INSTRUCTIONS TO FOLLOW
Exact reproduction of the following data is required.

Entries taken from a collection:
+ + + + + + +
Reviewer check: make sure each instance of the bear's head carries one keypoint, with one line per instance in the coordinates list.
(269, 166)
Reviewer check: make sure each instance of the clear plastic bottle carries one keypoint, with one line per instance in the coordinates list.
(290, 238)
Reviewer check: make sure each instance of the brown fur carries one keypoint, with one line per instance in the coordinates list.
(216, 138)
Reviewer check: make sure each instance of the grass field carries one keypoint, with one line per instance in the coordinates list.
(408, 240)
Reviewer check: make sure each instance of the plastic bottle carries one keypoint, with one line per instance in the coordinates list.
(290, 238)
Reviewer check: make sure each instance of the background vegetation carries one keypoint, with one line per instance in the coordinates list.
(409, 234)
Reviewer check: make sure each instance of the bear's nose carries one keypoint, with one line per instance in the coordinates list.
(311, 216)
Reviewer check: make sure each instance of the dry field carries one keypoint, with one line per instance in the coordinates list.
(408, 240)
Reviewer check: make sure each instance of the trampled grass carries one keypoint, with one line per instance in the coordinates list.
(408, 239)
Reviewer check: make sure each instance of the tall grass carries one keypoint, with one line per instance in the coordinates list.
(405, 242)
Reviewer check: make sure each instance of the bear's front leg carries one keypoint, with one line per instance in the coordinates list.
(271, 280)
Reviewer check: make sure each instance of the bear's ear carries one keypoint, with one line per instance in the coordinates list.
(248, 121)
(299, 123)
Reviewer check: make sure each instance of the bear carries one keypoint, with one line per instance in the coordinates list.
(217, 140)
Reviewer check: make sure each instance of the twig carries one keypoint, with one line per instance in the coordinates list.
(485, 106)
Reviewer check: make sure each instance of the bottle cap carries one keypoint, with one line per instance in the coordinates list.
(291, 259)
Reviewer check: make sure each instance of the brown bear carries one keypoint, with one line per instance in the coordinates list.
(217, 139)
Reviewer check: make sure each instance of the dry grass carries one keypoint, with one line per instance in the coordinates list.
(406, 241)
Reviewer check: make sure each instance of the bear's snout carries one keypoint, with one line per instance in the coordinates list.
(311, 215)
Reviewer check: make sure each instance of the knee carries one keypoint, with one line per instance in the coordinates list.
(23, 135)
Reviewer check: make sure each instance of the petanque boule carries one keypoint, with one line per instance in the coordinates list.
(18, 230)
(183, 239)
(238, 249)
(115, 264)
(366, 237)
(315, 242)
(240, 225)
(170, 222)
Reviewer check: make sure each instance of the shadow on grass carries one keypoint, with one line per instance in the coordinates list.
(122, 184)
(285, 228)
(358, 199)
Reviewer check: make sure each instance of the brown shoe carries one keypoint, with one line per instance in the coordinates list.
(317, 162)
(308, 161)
+ + + + + + +
ANSWER BOX
Reviewer check: make sure each instance of the bear's head carries one keypoint, with one line per instance in the coordinates list.
(269, 166)
Reviewer check: make sure each instance of the clear plastic bottle carries one keypoint, with one line per instance in the coordinates list.
(290, 238)
Reviewer check: make sure each instance of the brown fur carries one keypoint, with one line per instance in the coordinates list.
(216, 138)
Reviewer check: make sure each instance of the grass field carries one keypoint, with one line per instance in the coordinates list.
(408, 240)
Reviewer check: make sure each instance of the plastic bottle carries one keypoint, with one line per instance in the coordinates list.
(290, 238)
Reviewer check: make sure each instance of the background vegetation carries one keypoint, with one line per instance in the coordinates list.
(409, 234)
Reviewer check: make sure each instance of the bear's nose carries one keypoint, with one line per instance in the coordinates list.
(311, 216)
Reviewer check: make sure each instance of the dry field carries one keypoint, with one line per instance in the coordinates list.
(408, 240)
Reviewer check: make sure each instance of the trampled grass carries one keypoint, with one line per instance in the coordinates list.
(408, 239)
Reviewer check: make sure each instance of the tall grass carries one keypoint, with one line per instance in the coordinates list.
(405, 242)
Reviewer check: make sure each instance of the bear's front leg carries one keypoint, with one line per instance in the coordinates list.
(271, 280)
Reviewer check: make sure each instance of the bear's ear carries one keypoint, with one line per instance in the coordinates list.
(248, 121)
(299, 123)
Reviewer check: make sure each instance of the bear carries one keypoint, with one line per instance in the coordinates list.
(217, 140)
Reviewer check: make sure each instance of the twig carries one keypoint, with one line per instance in the coordinates list.
(485, 106)
Reviewer check: make sure each instance of the bottle cap carries one keypoint, with one line per instance in the coordinates list.
(291, 259)
Reviewer check: make sure each instance of the brown bear carries one keypoint, with one line per instance in the coordinates list.
(217, 139)
Reviewer check: make sure each instance of the dry grass carries one keypoint, with one line per instance in the coordinates list.
(406, 241)
Reviewer check: make sure each instance of the bear's snout carries one keypoint, with one line per instance in the coordinates list.
(311, 215)
Reviewer check: make sure each instance of the knee carries one keypoint, with one line per instance in the coordinates list.
(23, 135)
Reviewer check: make sure each instance of the petanque boule carries one keypoint, with one line per instance in the coordinates list.
(18, 230)
(183, 239)
(238, 249)
(115, 264)
(366, 237)
(315, 242)
(240, 225)
(170, 222)
Reviewer check: make sure each instance of the shadow on grass carries one keypoint, with one line per instance in the coordinates list.
(122, 184)
(285, 228)
(358, 199)
Reviewer check: make sure each instance of the brown shoe carries one keypoint, with one line per instance in the coordinates list.
(317, 162)
(308, 161)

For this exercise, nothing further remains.